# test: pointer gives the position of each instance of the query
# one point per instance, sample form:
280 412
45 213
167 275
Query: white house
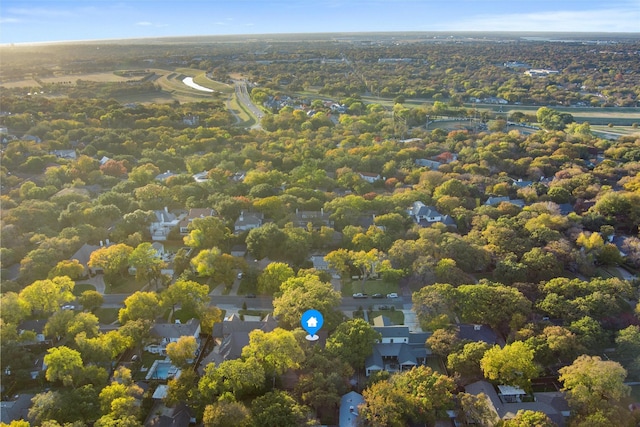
370 177
164 223
248 221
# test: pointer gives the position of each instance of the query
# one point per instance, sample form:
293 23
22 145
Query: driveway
97 281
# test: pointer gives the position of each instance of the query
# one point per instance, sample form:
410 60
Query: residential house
521 183
161 416
248 221
467 332
398 349
35 326
370 177
317 219
164 176
505 402
239 250
164 333
232 335
349 409
83 255
428 215
164 223
194 213
201 176
496 200
65 154
431 164
15 409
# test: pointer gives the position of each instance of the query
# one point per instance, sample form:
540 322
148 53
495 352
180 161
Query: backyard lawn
370 287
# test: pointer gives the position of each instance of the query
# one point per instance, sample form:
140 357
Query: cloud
603 20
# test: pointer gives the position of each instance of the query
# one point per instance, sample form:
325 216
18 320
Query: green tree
353 341
477 410
277 409
148 264
56 326
114 260
182 352
466 362
206 233
68 267
444 341
193 297
266 241
512 365
527 418
385 405
140 306
276 351
86 323
241 378
64 364
300 294
226 414
47 296
273 276
594 385
205 262
91 300
13 309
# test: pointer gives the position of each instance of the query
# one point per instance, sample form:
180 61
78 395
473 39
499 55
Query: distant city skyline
34 21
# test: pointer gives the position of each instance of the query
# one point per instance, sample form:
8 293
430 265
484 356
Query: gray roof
477 333
349 409
394 331
175 330
16 409
551 403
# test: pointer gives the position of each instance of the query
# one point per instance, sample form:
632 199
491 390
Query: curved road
243 97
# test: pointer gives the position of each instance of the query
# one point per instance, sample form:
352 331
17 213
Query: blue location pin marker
311 322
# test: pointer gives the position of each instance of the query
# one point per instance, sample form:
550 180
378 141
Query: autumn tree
63 364
148 264
595 388
276 351
512 365
273 276
182 352
49 295
114 259
140 306
353 341
300 294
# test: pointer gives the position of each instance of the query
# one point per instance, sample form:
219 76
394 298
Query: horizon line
76 41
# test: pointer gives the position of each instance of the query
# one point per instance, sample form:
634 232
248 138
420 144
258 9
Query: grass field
370 287
396 316
79 288
107 315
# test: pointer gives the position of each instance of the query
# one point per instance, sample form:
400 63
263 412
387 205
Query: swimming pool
162 370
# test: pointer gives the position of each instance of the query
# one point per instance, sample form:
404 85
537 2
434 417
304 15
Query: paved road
243 97
266 303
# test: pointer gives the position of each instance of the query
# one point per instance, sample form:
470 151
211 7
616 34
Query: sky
29 21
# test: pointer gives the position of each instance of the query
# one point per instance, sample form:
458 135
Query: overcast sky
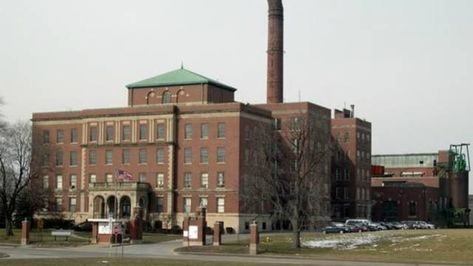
406 64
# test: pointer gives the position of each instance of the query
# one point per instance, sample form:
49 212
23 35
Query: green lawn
443 245
44 238
117 261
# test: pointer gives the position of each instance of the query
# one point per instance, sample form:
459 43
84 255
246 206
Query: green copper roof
176 78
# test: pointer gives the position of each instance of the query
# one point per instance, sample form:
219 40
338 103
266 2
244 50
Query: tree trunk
296 238
8 225
296 233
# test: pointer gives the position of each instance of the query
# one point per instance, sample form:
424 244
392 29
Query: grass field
44 238
118 262
441 246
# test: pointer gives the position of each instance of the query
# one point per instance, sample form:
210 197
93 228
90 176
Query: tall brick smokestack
275 52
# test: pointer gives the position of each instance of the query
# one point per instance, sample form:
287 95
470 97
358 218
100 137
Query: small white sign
193 232
105 228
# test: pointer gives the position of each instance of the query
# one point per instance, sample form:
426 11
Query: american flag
124 175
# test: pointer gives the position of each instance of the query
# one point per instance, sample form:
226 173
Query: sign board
105 228
117 229
40 224
193 232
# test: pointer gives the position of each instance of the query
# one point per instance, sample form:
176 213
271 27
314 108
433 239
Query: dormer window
166 97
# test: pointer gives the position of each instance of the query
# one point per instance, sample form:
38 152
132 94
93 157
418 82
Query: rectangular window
45 159
204 131
220 154
143 131
220 179
73 182
58 204
160 180
204 201
160 155
126 133
74 135
93 134
412 208
204 155
125 156
338 192
59 182
204 180
160 133
187 180
45 136
45 182
109 178
72 204
187 205
188 131
187 155
59 158
142 177
108 157
159 204
109 133
220 205
73 158
142 157
92 157
221 130
60 136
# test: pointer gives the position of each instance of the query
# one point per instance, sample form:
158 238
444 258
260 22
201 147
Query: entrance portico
118 199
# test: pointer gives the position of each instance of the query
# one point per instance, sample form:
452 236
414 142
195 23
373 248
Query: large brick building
187 143
351 164
182 137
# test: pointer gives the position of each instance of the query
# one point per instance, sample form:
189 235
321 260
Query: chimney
275 52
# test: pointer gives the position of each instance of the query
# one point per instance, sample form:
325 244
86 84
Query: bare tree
17 168
291 174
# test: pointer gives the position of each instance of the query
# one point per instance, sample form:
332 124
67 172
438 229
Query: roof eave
131 86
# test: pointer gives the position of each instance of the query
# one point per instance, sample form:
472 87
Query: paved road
166 250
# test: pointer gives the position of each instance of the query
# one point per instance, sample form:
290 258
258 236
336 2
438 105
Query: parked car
332 229
424 225
84 226
388 225
399 226
376 227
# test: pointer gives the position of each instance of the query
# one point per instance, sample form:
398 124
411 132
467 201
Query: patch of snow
342 243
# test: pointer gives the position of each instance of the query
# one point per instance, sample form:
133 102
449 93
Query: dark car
332 229
84 226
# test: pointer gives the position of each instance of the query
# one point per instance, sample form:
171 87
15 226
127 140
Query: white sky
406 64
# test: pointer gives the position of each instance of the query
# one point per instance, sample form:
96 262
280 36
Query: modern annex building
430 186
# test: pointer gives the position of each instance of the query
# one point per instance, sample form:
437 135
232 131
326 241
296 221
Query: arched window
166 97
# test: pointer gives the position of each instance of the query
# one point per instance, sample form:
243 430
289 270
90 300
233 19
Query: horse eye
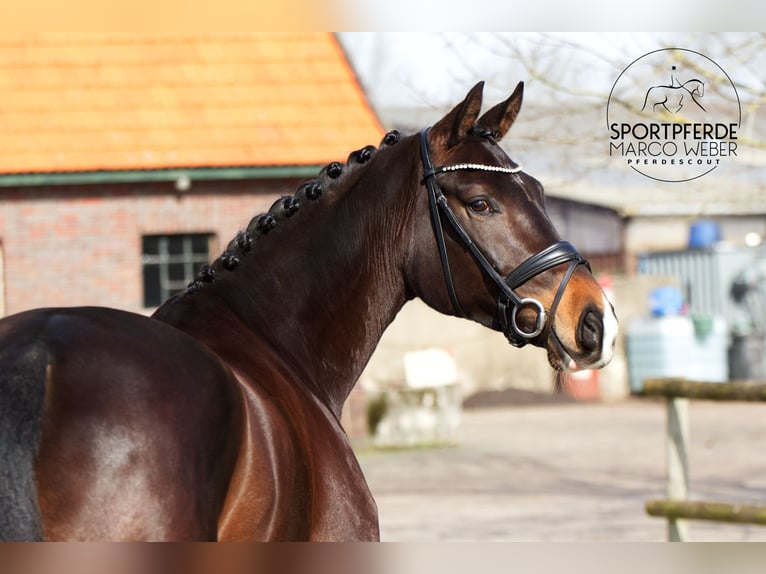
480 206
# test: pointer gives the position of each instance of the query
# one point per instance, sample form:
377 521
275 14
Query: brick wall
81 245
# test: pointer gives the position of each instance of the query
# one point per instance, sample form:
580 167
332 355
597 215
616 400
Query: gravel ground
564 471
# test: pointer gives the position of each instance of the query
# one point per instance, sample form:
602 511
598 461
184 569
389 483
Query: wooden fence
676 508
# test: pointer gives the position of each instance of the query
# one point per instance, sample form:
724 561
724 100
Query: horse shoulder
139 429
296 476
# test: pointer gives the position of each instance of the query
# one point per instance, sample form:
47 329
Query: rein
508 302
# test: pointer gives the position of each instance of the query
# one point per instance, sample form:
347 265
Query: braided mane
283 209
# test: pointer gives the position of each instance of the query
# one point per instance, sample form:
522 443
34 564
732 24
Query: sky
435 69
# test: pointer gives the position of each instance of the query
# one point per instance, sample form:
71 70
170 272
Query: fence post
678 464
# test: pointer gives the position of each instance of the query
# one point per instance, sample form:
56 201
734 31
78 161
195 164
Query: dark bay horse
218 418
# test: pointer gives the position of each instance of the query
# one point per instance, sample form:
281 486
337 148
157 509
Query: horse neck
320 288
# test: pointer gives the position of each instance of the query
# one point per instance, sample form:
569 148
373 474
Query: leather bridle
509 304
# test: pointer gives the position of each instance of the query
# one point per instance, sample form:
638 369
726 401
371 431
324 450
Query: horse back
138 425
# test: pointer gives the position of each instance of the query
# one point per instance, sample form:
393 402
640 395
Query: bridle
508 302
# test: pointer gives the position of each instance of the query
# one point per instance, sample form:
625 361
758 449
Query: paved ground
568 472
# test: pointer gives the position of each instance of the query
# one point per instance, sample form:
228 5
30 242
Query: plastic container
672 347
665 301
704 233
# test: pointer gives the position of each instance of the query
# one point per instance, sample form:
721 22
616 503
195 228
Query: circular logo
673 115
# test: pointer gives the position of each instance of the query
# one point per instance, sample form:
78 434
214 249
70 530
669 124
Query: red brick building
126 162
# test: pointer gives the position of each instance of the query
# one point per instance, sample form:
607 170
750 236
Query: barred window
170 262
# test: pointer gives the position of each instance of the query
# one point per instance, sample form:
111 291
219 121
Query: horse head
501 261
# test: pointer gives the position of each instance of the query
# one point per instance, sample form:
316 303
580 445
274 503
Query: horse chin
558 356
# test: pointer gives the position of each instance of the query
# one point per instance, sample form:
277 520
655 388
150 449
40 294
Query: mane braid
284 208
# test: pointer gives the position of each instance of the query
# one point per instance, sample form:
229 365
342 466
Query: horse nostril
591 330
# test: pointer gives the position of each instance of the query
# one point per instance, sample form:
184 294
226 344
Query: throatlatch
509 304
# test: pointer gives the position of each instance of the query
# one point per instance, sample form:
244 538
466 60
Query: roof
85 102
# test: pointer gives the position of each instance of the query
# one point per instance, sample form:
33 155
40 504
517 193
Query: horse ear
500 118
453 127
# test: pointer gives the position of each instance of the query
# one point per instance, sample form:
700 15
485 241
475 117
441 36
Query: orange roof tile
120 102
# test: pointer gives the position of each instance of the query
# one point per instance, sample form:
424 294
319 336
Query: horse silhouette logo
688 123
672 98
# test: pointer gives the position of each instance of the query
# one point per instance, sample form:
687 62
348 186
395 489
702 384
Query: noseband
508 303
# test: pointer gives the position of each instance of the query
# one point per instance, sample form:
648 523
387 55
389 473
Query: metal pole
678 464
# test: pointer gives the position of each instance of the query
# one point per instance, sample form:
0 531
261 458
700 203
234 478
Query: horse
671 98
218 418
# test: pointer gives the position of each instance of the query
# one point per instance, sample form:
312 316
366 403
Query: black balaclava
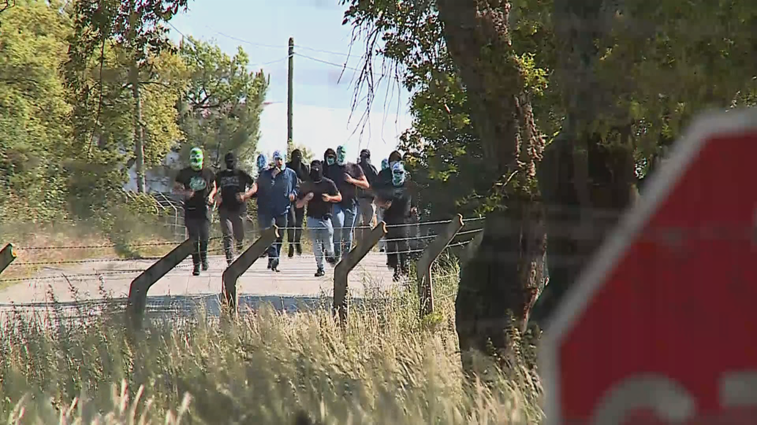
395 156
296 157
316 171
231 161
365 156
329 152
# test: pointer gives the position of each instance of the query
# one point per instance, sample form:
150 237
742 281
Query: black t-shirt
316 207
336 173
402 202
201 182
231 182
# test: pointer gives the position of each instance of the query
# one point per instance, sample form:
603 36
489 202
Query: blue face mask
341 155
262 162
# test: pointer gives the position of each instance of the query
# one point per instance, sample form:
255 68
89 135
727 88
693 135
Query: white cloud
319 128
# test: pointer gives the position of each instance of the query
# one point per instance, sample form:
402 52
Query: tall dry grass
267 367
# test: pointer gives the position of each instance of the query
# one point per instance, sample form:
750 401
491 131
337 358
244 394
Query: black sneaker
397 276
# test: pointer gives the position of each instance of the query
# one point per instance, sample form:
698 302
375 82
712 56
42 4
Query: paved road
177 291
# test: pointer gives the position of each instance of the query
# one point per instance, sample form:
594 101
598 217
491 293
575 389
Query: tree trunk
139 148
587 178
506 273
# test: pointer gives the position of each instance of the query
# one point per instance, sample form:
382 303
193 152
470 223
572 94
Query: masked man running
198 187
297 215
319 194
277 189
348 178
366 209
236 187
398 203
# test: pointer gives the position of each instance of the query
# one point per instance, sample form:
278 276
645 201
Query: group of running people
335 195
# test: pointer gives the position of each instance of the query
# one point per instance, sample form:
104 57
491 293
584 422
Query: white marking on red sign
669 330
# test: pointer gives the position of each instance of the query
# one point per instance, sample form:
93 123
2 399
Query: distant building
158 179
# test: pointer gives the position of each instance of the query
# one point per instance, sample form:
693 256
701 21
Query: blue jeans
322 233
343 219
265 221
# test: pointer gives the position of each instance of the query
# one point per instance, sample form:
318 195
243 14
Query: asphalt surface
86 288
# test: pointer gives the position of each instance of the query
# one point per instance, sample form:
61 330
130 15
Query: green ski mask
341 155
196 158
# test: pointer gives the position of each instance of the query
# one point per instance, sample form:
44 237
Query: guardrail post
430 254
244 262
345 266
470 250
7 255
137 302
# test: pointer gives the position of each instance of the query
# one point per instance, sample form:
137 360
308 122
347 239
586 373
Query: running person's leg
317 230
264 222
226 229
350 218
379 219
193 233
290 232
204 239
281 222
328 242
337 222
299 219
365 212
237 222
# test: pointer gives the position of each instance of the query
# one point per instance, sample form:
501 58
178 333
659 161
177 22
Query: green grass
386 367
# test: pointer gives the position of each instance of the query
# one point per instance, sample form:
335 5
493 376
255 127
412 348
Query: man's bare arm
178 189
253 190
362 182
334 198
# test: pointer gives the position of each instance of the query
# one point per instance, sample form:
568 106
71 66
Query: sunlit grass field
266 367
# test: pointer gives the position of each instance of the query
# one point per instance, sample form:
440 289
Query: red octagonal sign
661 327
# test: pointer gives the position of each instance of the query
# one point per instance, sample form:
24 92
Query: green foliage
67 108
223 102
33 112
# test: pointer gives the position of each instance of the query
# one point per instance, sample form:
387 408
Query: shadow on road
175 305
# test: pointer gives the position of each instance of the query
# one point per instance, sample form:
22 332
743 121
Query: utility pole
290 97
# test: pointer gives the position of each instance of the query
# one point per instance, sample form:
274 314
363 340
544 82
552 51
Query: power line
322 51
343 66
251 43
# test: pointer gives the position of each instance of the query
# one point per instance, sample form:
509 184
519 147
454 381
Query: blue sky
322 102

━━━━━━━━━━━━━━━━━━━━━━━━━━━━━━

## What the task requires
Pull out every line above that contains the string "horse", counting only matches in the same case.

## Exercise response
Query: horse eye
Query: horse shoulder
Query: dark bay horse
Query: horse neck
Query: horse back
Query: horse head
Query: horse chin
Query: horse nostril
Query: horse ear
Query: horse silhouette logo
Query: horse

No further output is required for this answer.